> TASK BRIEF: Your task is to transcribe all the entries exactly, excluding pictures.

- - -

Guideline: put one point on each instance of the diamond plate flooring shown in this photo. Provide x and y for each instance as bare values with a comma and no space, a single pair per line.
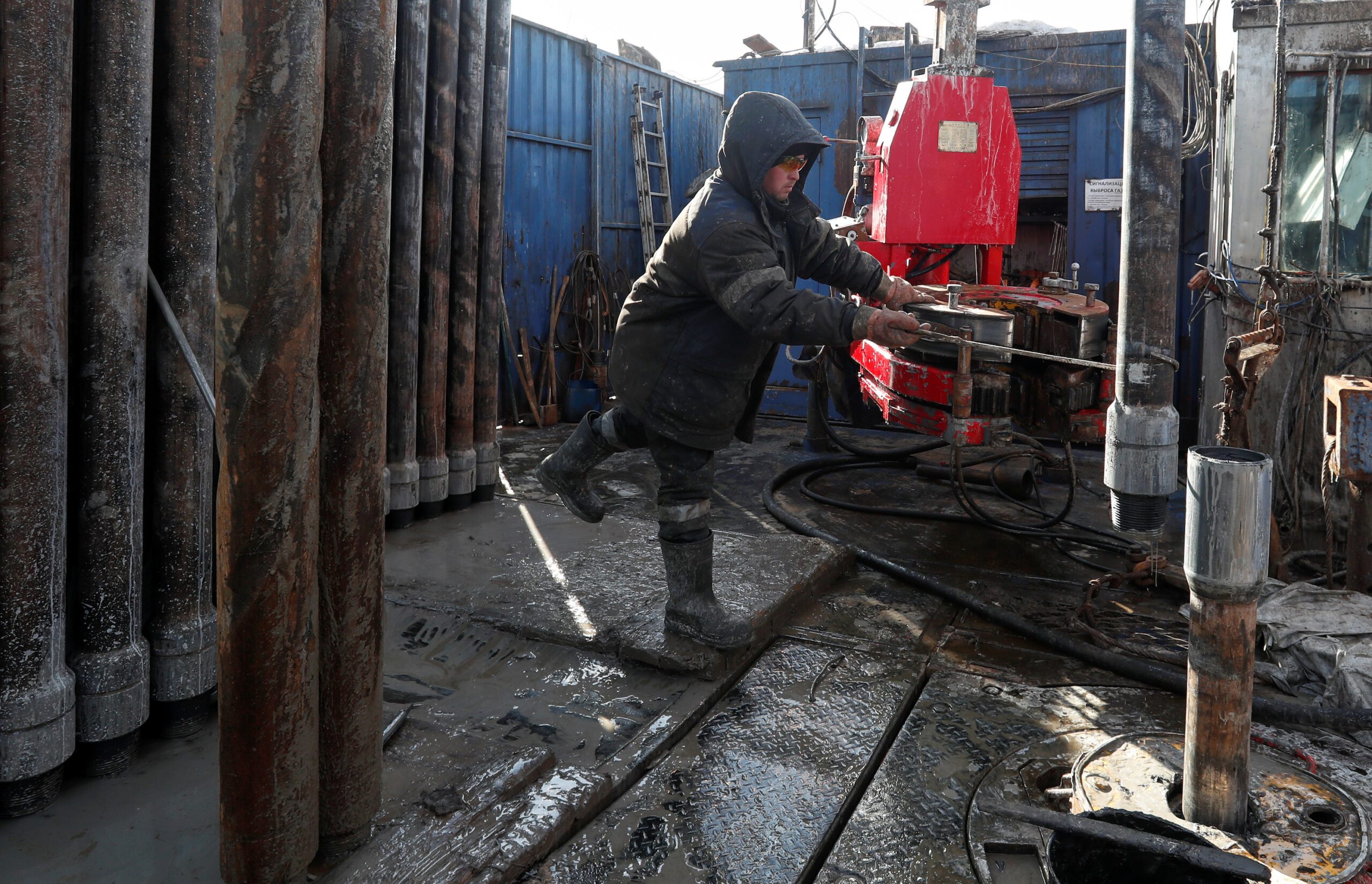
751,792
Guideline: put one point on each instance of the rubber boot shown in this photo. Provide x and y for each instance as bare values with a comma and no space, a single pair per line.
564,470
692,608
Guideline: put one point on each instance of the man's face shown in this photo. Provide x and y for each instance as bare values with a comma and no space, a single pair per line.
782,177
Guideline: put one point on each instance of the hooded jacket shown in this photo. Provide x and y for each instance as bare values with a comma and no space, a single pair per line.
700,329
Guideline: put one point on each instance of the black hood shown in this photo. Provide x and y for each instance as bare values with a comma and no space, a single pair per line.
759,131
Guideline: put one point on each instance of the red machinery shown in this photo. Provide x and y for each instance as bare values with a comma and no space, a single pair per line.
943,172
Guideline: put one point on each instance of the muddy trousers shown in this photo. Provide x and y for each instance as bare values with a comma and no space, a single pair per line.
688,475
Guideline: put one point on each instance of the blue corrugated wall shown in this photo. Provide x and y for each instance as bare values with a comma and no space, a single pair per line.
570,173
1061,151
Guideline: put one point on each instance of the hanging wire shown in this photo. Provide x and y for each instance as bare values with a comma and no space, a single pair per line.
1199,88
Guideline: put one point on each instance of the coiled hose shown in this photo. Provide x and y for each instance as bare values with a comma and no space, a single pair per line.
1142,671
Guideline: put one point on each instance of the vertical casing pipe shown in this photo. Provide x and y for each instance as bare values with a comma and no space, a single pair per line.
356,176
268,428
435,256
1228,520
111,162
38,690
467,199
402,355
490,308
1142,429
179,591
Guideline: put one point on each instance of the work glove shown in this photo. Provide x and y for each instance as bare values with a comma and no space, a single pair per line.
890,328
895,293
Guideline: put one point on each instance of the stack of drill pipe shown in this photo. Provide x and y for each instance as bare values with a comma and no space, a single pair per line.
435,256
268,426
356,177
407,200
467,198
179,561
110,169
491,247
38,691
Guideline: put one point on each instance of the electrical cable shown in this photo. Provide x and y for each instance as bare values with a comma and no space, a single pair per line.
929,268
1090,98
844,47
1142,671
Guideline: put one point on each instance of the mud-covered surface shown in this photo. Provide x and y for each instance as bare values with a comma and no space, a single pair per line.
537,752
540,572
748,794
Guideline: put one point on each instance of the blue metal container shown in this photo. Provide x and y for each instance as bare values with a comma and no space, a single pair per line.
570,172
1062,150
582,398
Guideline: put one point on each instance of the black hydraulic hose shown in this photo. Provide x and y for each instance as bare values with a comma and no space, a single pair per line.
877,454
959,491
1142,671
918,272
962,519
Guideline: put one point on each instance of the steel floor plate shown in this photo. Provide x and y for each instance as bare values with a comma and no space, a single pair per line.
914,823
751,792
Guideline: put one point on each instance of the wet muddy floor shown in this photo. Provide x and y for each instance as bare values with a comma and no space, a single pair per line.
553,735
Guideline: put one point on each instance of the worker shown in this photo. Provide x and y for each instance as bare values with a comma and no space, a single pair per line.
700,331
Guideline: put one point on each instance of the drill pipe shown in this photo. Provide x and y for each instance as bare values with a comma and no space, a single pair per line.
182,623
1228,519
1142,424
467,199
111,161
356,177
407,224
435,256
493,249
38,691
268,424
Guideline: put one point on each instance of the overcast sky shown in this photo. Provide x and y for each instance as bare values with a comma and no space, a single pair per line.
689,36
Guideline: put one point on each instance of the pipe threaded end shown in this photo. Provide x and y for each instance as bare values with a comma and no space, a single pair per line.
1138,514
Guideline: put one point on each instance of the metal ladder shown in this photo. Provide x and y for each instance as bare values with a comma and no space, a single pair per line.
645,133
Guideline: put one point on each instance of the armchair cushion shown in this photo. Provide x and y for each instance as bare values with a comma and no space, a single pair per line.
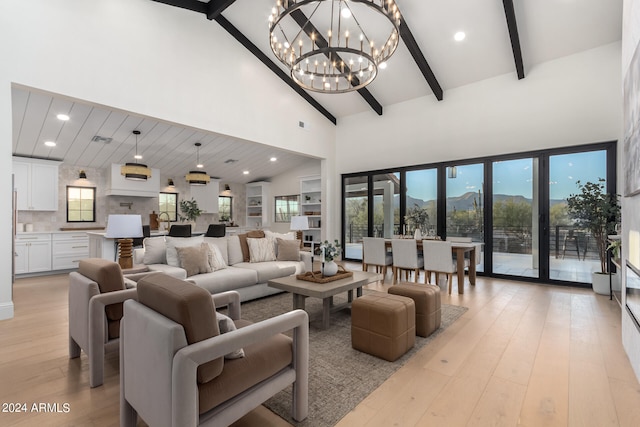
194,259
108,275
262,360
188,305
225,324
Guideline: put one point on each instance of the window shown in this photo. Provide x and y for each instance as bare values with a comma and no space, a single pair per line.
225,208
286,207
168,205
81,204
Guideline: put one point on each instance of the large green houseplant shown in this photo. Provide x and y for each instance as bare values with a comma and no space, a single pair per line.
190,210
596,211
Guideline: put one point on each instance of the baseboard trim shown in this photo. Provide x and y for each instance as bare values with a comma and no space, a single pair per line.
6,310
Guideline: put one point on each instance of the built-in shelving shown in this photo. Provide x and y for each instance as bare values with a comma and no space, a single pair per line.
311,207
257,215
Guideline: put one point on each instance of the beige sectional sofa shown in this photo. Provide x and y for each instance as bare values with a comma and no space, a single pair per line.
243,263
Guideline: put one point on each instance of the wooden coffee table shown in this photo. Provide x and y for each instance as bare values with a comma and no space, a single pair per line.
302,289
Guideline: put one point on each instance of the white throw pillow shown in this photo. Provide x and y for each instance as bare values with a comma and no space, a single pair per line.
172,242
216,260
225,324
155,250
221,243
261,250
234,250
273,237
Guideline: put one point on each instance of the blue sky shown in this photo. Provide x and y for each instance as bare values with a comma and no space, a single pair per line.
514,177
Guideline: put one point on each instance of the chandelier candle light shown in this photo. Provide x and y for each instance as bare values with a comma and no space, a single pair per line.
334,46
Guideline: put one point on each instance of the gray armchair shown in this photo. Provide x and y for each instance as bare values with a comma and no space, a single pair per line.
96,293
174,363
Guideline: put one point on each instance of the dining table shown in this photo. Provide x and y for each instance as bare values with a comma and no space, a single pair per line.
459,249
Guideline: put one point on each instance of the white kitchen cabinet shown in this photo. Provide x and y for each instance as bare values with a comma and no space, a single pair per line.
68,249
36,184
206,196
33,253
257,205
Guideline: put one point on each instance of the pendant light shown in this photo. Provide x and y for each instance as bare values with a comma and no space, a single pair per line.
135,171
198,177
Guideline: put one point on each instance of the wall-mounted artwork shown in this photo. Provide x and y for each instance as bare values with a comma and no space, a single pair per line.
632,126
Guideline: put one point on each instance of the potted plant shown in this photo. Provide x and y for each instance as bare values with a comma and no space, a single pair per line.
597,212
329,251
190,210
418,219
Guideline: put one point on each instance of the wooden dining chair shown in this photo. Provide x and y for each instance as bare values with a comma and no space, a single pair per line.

- - -

> SOLUTION:
Guideline: put one point on each instance of the diamond plate flooring shown in this photo. Provide x and y for each instance as bare values with a comma and no space, a single pair per line.
751,792
Guideline: put one point on each instance of the rubber boot shown in this photo. Provide x and y for each instance as bare values with a comma and no space, a single pair per line.
564,470
692,608
Guideline: put one point on each instance of the man's face shown in this photo. Provide x and y for each instance as bare values with a comma and no space, a single pair per line.
782,177
Guideline: put one point on each instance of the hooded jacket shown in this photo. Provide x and y for each instance as bare values with a comma and no space, a single pair per line.
700,329
Guideline: put one point on each instance of the black hood shown in this photo. Provide x and y for each instance as bare values with a comma and no space, a single pair per line.
759,131
Guideline: put one point on each instance of the red machinery shown in this photo. Provide x and y for each instance as bare values with a comma and no space, a single pair per line.
943,172
Guideline: put one point on each instance of the muddy trousers shown in this photo. Provide x and y for each instance as bare values with a comma and no space, a single pair per line.
688,475
Guideline: put one point on each instance of the blue corrugated wall shown in this photo. Provide x and y for each instance as bare values with a comma and no space, a single pair per line.
570,173
1061,151
Guideline: put one point on each instance of the hanging wire shown in this photo. Provide x and y for each instance as bare values with a comma and no space, a single pair per line.
1199,88
Guideline: put one point on each instance of the coiled hose shown in this photo. Provide x and y for each instance as bare values with a comma and no space, a single pair per line.
1142,671
Guideline: put one point on each instance of the vertical casing pipe shown in this photo. Provide x and y for each instance as bare values with a comma and no space, a single pair per line.
356,176
268,428
435,256
1228,520
111,162
38,690
467,199
402,355
490,308
1142,429
179,591
Guideline: put one point on each instance of the work glove shown in this photo. Provide x and y for each instance as bare values with a comma and no space, a single pair per line.
890,328
895,293
Guideline: put one point on each instance of the stack of drill pipe shown in this photo. Provide x and y for each instance as bare values with a comma and no space, a single pair per line.
435,256
268,426
356,177
407,200
467,198
179,561
110,169
491,247
38,691
Guideline: put one point on each instance of the electrical cable shown in this photo. Provide x and y for each instance as bare values with a comma and no space, a single pair per line.
929,268
1090,98
844,47
1142,671
Guideline: put one point on each instance of the mud-covered surface shown in this photo. Provide x and y for each instance as bare values with a comma and no space, a single pair per line.
537,752
540,572
748,794
Guideline: put one point on each instance of the blue metal container shown in this photo. Provide x and y for each instance as bare values with a comma and no space, a single pair per line.
570,172
1062,150
582,398
Guideline: put one point on each instance of the black hydraulic hose shown in this photo. Provide x and y for each instance as bare values with a comma and no space, a single pair per line.
877,454
959,491
1142,671
918,272
962,519
Guideline: put one point on each instance of the steel floor plate shown in this photo. Provide x and y for each instance as bare values with a comma and no space, a single pair per line.
914,823
751,792
Guideline: put one point on each instance of the wet muddy floor shown in this photo. Provide x and y for each instance as bare values with a comma and no space, a single pair per line.
553,735
Guideline: put one point on each instance of the worker shown in this photo. Provide x and y for each instance as bare values with a comma and no space, a single pair per line.
700,331
Guideline: put one point on each instance of the drill pipe shown in this photo. Provide x and y for each instance as bare values with a comma and no space, a single pair per line.
182,623
1228,519
1142,424
467,199
111,161
356,177
407,224
435,256
493,249
38,691
268,424
Guideline: put one point on each instance of the overcast sky shown in this photo. Provide x and y for each instance as bare values with a comma and no space, a single pair per line.
689,36
Guideline: put one point on each instance of the pipe threaded end shown in this photo. Provide x and y for each instance as bare values with a comma and no space, a single pair per line.
1138,514
Guideline: put one point on each instance of the metal ladder shown in this photo. Provide x and y for each instance as bare values with a comma and no space, a single pair per line.
645,133
Guideline: put one point on each instance of the armchair cushion shown in this photo. Provide x and y for each instance as bare values with a comma and no space, a single pair per line.
194,259
108,275
262,360
188,305
225,324
Guideline: put one point on each instance of the window shown in this photo. Provide x and y for each instance as bare values with a comma and no space, a single pair per line.
225,208
286,207
168,205
81,204
Guideline: put one point on each instance of the large green houseplant shown in this photo. Provide x and y for each instance as bare values with a comma and no space, a single pair per line.
190,210
596,211
Guideline: put one point on each instance of the baseboard trim shown in this photo. Provide x and y for each instance as bare values with a comma and no space, a single pair per line.
6,310
Guideline: put one point on each instance of the built-in shelving shown in this photo. Provide x and y for each instance as bare values with a comma and no space, a single pair per line.
311,207
257,215
Guideline: put one point on each instance of the beige sectional sofa shown in this photo. Provide x and y for each instance as bare values with a comma and no space, a single pair per line.
243,263
Guideline: put one point on each instance of the wooden coffee table shown in this photo. Provide x and y for each instance as bare values with a comma and no space, a single pair per line.
302,289
Guideline: put one point on each instance of the white throw pillow shown in this photo. Provide x and y for each instance as bare values with a comma and no space, a single pair per line.
172,242
216,260
225,324
155,250
221,243
261,250
234,250
273,237
Guideline: put one point on each instance of the blue sky shown in this photo. Provide x and y for each instance as bare values with a comma and no space, a single pair per line.
514,177
Guideline: put one point on each instance of the chandelier candle light shown in this photo. Provide x and y for each instance as bare values with a comma and no space, a single pair per line.
334,46
Guideline: put one point on each instance of the gray armchair shown in this photo. Provide x and y for each instance as bare values with a comma and no space, a single pair per line.
96,293
174,363
Guideline: put one point on each instance of the dining table shown in this photo. Provide x and y for each instance as bare values with a comma and no space, a single pair per line.
459,249
Guideline: put one point on each instance of the white kitchen cabinet shown in this photo. Provide x and y for each instance as bare values with a comma and no space, a single pair per line.
68,249
36,184
206,196
33,253
257,205
Guideline: put one point on each instance of the pendant light shown in this photo. Provide x and y for each instance as bare values with a comma and no space, a single pair per line.
135,171
198,177
Guideline: put one point on each instance of the wall-mounted artwork shown in this photo. Provide x and y for each instance as bare values with a comma and no space, a single pair per line.
632,126
Guideline: put one point on each instance of the potted plant shown in this photo. Provide x and y for each instance as bare values with a comma and no space, a single pair per line.
597,212
329,251
190,210
418,219
Guideline: put one point on each instance of the wooden dining chair shown in this photo. Provide x and y for each instance as bare values with a comma and no space, a single pair per line.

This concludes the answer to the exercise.